### EXERCISE REQUIREMENTS
1 - Print everything from "Additional testing may" down to "perform a dermatoscopy." in the Schamberg's disease excerpt below, copying it word for word.
2 - Pick up the text on Schamberg's disease below after its final sentence and write what comes next.

### TEXT EXCERPT

[Start of section]

Additional testing may aid diagnosis. A skin biopsy may be taken to determine capillaritis of dermal vessels. Capillaritis or pigmented purpura is skin condition that has brown-reddish patches on the skin, which is caused by leaky capillaries. Such skin biopsies are sent to a laboratory for a pathological examination, where each biopsy is observed under a microscope. A dermatologist may also perform a dermatoscopy.

== Treatment ==
There is no cure for Schamberg's disease, however, this condition is not life-threatening or a major health concern. The most usual problems that patients will encounter is discoloration of the skin and, occasionally, itching. Itching may be improved by applying a cortisone cream. Rarely, in very severe or concerning cases, Colchicine treatment has been used to prevent recurrence. Some recommend that patients take a vitamin C supplement to promote collagen production, but this is not proven to be helpful. In cases where there is a known trigger, people should avoid re-exposure to that trigger, e.g., people suspected to be sensitive to food with artificial colors or preservatives should avoid foods containing those items. This is because some people have been observed to be sensitive to these agents, and the body initiates an inflammatory reaction if exposed to them again, which causes further capillary inflammation and red blood cell leakage. Several research studies have indicated that Schamberg's disease can be controlled and the number of lesions can be reduced with the use of a drug called aminaphtone. This drug helps reduce capillary fragility and red blood cell leakage.

[End of section]

### EXERCISE DATA
[Start of section]

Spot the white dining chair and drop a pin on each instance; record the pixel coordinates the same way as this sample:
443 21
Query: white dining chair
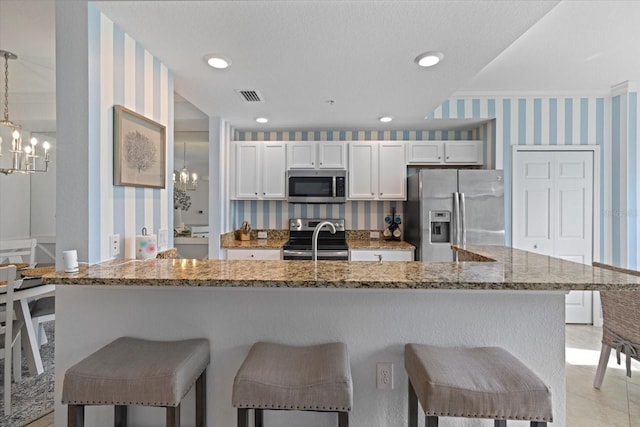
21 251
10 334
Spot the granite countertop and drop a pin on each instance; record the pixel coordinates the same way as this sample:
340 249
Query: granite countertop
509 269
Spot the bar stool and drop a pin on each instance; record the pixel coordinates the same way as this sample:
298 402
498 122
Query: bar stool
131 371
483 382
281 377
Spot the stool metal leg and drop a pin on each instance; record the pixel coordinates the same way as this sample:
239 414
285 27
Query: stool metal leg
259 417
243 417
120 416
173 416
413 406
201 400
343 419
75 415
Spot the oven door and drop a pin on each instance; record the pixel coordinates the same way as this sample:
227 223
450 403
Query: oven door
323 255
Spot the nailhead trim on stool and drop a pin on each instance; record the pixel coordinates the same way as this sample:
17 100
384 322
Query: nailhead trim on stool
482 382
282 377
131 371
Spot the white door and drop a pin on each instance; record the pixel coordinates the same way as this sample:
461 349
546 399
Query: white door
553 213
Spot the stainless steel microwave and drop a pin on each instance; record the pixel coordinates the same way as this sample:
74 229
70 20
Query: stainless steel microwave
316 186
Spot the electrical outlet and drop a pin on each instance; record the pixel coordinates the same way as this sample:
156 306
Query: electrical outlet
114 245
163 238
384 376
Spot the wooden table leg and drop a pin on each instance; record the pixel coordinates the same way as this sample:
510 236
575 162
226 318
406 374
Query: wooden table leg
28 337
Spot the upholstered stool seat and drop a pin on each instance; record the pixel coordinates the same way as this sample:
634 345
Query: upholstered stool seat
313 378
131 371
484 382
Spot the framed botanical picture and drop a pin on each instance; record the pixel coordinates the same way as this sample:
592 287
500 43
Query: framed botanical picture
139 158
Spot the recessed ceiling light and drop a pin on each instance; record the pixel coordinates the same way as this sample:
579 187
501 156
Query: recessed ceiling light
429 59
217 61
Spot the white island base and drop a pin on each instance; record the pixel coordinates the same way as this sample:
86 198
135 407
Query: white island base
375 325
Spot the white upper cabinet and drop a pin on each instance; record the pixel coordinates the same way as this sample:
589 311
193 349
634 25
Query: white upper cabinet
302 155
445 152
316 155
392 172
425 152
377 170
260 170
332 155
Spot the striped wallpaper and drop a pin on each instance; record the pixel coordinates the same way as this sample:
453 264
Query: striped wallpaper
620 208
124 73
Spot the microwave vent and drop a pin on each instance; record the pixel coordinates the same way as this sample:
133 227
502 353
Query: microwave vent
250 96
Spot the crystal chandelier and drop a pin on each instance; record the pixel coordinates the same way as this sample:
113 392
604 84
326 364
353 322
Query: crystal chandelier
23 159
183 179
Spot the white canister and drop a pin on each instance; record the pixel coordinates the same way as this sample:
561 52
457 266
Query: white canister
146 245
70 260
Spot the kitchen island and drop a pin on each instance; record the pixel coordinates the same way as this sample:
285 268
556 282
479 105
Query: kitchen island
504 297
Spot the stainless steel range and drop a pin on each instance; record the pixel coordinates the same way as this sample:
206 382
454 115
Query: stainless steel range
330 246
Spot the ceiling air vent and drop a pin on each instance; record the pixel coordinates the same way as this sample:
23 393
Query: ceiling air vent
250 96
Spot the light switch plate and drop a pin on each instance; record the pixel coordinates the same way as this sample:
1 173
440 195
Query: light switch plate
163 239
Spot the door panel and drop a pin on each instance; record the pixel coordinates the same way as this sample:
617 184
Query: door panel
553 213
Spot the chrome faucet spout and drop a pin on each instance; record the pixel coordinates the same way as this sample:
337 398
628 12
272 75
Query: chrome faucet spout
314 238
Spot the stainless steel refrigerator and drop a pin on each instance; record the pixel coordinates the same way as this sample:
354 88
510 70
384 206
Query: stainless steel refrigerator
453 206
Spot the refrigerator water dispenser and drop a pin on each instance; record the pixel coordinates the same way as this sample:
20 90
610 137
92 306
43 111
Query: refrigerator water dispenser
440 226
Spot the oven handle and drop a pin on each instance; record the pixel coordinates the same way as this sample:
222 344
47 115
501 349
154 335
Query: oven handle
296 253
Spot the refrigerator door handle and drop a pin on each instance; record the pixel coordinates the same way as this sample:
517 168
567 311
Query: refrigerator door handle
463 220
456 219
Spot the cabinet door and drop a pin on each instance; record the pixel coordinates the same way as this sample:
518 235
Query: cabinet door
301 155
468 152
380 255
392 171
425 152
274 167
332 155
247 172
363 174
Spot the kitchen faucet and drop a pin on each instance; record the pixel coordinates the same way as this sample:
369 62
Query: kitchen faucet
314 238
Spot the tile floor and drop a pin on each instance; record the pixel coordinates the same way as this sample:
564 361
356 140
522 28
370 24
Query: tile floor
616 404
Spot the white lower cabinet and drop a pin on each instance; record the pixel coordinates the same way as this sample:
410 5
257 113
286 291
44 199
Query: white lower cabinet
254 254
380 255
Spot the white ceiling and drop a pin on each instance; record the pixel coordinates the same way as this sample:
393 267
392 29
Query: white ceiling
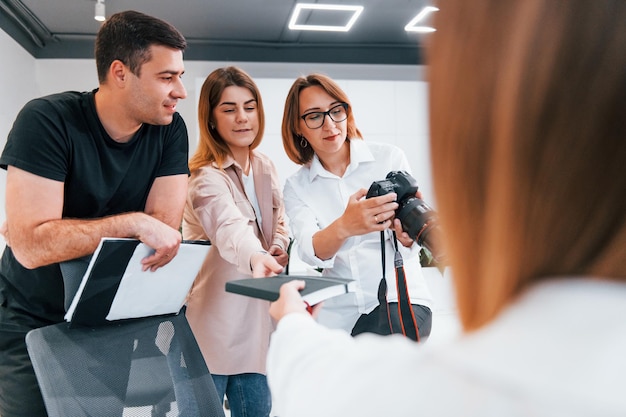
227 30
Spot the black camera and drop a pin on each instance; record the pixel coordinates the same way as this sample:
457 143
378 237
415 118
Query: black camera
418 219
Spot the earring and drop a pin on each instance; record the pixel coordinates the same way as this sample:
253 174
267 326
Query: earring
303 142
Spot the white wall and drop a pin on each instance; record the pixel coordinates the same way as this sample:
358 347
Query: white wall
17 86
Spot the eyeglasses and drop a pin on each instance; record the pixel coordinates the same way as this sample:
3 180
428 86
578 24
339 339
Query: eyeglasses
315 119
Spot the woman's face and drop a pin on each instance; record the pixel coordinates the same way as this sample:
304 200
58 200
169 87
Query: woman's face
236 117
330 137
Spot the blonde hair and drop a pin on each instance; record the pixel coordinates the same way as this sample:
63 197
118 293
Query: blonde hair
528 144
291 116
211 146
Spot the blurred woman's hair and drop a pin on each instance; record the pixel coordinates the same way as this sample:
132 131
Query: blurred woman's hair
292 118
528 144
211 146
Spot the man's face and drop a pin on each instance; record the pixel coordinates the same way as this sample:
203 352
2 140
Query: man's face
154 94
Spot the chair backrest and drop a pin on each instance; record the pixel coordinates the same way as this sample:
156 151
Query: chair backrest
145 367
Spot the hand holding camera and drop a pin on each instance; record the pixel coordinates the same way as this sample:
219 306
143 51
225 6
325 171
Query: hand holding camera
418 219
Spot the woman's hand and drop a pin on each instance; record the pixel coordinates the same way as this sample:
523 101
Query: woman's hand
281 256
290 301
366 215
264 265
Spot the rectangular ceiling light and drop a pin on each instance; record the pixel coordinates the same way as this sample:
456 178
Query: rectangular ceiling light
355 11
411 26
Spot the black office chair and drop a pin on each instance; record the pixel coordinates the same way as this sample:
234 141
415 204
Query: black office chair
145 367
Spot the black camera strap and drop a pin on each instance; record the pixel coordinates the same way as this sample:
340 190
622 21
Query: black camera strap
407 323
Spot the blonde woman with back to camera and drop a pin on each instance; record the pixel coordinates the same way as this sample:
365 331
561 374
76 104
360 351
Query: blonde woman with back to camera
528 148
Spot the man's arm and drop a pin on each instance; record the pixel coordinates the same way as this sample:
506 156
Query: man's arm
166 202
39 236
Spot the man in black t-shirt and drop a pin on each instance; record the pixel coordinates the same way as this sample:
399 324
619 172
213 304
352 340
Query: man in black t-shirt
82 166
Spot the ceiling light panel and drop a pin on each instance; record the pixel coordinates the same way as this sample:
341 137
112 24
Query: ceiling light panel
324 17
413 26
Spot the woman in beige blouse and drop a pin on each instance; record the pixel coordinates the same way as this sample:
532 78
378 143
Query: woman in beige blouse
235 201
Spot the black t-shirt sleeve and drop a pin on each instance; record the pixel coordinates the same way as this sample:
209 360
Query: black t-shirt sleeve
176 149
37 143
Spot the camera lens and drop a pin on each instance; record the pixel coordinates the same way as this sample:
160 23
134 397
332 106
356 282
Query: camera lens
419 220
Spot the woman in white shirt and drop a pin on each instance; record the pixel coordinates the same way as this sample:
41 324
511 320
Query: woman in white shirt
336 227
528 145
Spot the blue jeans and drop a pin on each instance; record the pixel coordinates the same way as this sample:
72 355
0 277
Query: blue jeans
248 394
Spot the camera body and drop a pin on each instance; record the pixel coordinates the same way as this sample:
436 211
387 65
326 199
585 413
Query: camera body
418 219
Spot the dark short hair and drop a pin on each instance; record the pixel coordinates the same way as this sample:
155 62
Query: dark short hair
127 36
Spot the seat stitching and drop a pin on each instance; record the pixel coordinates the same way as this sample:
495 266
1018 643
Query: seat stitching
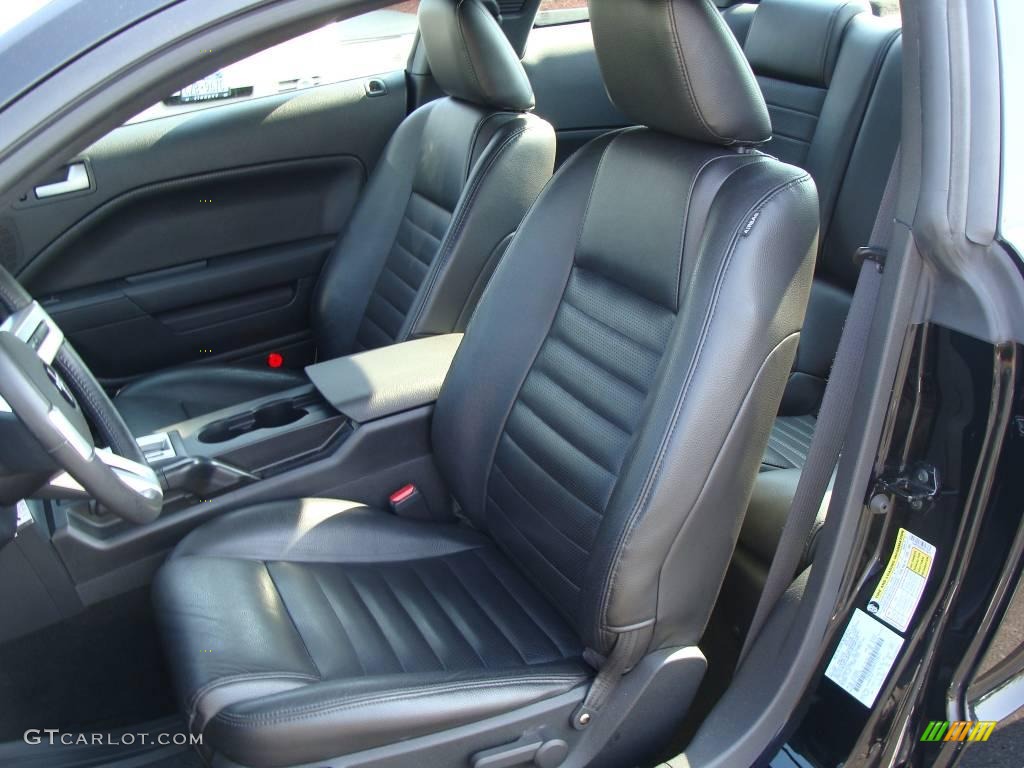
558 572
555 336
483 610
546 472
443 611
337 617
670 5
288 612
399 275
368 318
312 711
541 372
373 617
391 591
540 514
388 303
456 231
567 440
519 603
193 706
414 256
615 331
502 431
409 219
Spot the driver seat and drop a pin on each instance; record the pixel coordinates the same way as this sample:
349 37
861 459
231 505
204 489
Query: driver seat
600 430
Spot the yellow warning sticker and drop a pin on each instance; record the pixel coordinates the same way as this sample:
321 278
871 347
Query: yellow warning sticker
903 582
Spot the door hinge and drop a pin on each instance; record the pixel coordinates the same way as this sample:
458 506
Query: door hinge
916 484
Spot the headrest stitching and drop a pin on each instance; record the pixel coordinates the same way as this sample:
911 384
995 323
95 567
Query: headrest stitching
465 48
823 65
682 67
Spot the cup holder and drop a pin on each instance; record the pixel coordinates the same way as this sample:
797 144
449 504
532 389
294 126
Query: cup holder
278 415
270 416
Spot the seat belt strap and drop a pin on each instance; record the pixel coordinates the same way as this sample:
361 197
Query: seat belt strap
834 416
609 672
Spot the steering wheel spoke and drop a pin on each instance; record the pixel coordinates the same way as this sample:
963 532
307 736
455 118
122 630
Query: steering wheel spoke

[End of section]

### ANSWERS IN ORDER
1 -
Additional testing may aid diagnosis. A skin biopsy may be taken to determine capillaritis of dermal vessels. Capillaritis or pigmented purpura is skin condition that has brown-reddish patches on the skin, which is caused by leaky capillaries. Such skin biopsies are sent to a laboratory for a pathological examination, where each biopsy is observed under a microscope. A dermatologist may also perform a dermatoscopy.

2 -
A study published in 2014 on the Journal of the German Society of Dermatology (Deutsche Dermatologische Gesellschaft) concludes that oral rutoside and ascorbic acid may be an efficient and well tolerated treatment for PPPD, with a recommendation for early treatment for best clinical outcome.

Many topical and systemic therapies for Schamberg disease have been tried without consistent results. A case series published in 2012 describes the treatment of five patients with Schamberg's disease of the lower extremities using Advanced Fluorescence Technology (AFT) pulsed light with favorable results.

==Prognosis==
A patient with Schamberg's disease can live a normal and healthy life. Since there is no proven cure for this condition, the patient will have to endure the lesions on their skin. With appropriate treatments, the condition may get better. Although the skin lesions are not life-threatening, it may cause a cosmetic concern for some individuals. Skin lesions may cause psychological discomfort, where patients may require reassurance to help with stress and anxiety. There are a few rare cases of T-cell lymphoma that have developed from Schamberg's disease. This is not a cause for concern, since the risk factors associated with Schamberg's disease are relatively low.

== Recent research ==
A few very small non-blinded studies of treatment with narrow-band ultraviolet light have been reported as promising.